--- Passage provided Enclosed Below ---
In addition, the “just in time” rationale to save costs has been replaced with “just in case” to create buffers against future disruptions. These strategic shifts have generally benefitted the logistics property markets in the region.

  • Can MLT continue to make DPU accretive acquisitions under the current rising interest rate environment?

Response
Indeed, it will get harder for us to make DPU accretive acquisitions in a rising interest rate environment. To overcome this, we will continue to leverage our market network and relationships to seek out off-market investment opportunities which are less widely marketed and hence more attractively priced. A good number of the third-party acquisitions we closed in FY21/22 were transacted off-market.

Our teams also actively look for investment opportunities that offer the potential for redevelopment or intensification of land use to create greater value. For instance, MLT recently completed the acquisition of two prime land parcels in Subang Jaya, Selangor, Malaysia, which are adjacent to MLT’s existing Subang 3 and 4 assets. The amalgamation of these properties into an enlarged land site will enable the development of the first mega modern warehouse in Subang Jaya, an established logistics hub close to Kuala Lumpur city centre. The plot ratio of Subang 3 and 4 will increase five-fold through redevelopment, enabling us to realise greater value from these assets.

  • Given that China government can change rules on a whim, is it risky to have such a high percentage of portfolio in China?

Response
We believe the long-term fundamentals of the Chinese logistics sector remain compelling, underpinned by demand growth from urbanisation and domestic consumption, including ecommerce growth.

In addition, infrastructure and logistics hubs development are top priorities on the national agenda of the Chinese government. They receive strong government support as they help promote economic growth and urbanisation, especially for the less developed areas.

Nevertheless, we will strive to maintain a balanced exposure to both developed and developing markets. Developed markets such as Australia and Japan are mature and offer stability, while developing markets like China and Vietnam offer higher growth prospects and complement our exposure to developed markets.

Performance

  • Is the company’s business affected by recent China lockdown?

Response
During mid-March to May 2022 when stringent Covid-19 lockdowns were implemented across numerous cities in China to contain the spread of the virus, a number of our tenants, especially those located in Shanghai, were unable to operate at full capacity for intermittent periods. This was mainly due to staff shortage as a result of home quarantines, and restrictions on inbound/outbound distribution. The lockdown in Shanghai was lifted in early June 2022 and all tenants have since resumed full operations.
--- End of Enclosed Passage provided ---
--- Information provided Enclosed Below ---
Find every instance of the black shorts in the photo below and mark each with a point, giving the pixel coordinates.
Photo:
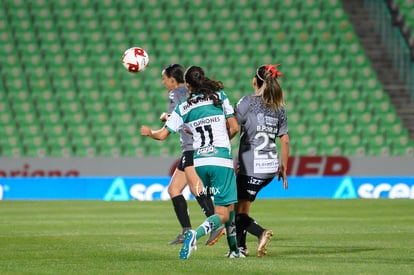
(187, 159)
(248, 187)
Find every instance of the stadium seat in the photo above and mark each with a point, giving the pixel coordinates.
(62, 64)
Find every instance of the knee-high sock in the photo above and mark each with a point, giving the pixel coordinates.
(206, 204)
(210, 224)
(231, 232)
(181, 210)
(241, 232)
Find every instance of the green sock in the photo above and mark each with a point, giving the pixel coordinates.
(231, 232)
(210, 224)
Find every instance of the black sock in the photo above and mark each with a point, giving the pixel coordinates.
(181, 210)
(242, 221)
(250, 225)
(206, 204)
(255, 229)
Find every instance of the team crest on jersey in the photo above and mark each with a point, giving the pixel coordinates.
(209, 150)
(260, 118)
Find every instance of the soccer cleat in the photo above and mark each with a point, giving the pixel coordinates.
(189, 244)
(178, 240)
(244, 251)
(264, 242)
(234, 254)
(216, 235)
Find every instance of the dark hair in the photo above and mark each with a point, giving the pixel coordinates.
(269, 87)
(200, 84)
(175, 71)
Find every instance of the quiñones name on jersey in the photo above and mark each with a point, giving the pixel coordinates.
(208, 126)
--- End of Enclosed Information provided ---
» Task instructions
a. According to the MLT question-and-answer passage, when was the lockdown in Shanghai lifted?
b. Print the part of the MLT question-and-answer passage between "Our teams also" and "portfolio in China?", inclusive.

» Solutions to the exercise
a. Early June 2022

b.
Our teams also actively look for investment opportunities that offer the potential for redevelopment or intensification of land use to create greater value. For instance, MLT recently completed the acquisition of two prime land parcels in Subang Jaya, Selangor, Malaysia, which are adjacent to MLT’s existing Subang 3 and 4 assets. The amalgamation of these properties into an enlarged land site will enable the development of the first mega modern warehouse in Subang Jaya, an established logistics hub close to Kuala Lumpur city centre. The plot ratio of Subang 3 and 4 will increase five-fold through redevelopment, enabling us to realise greater value from these assets.

  • Given that China government can change rules on a whim, is it risky to have such a high percentage of portfolio in China?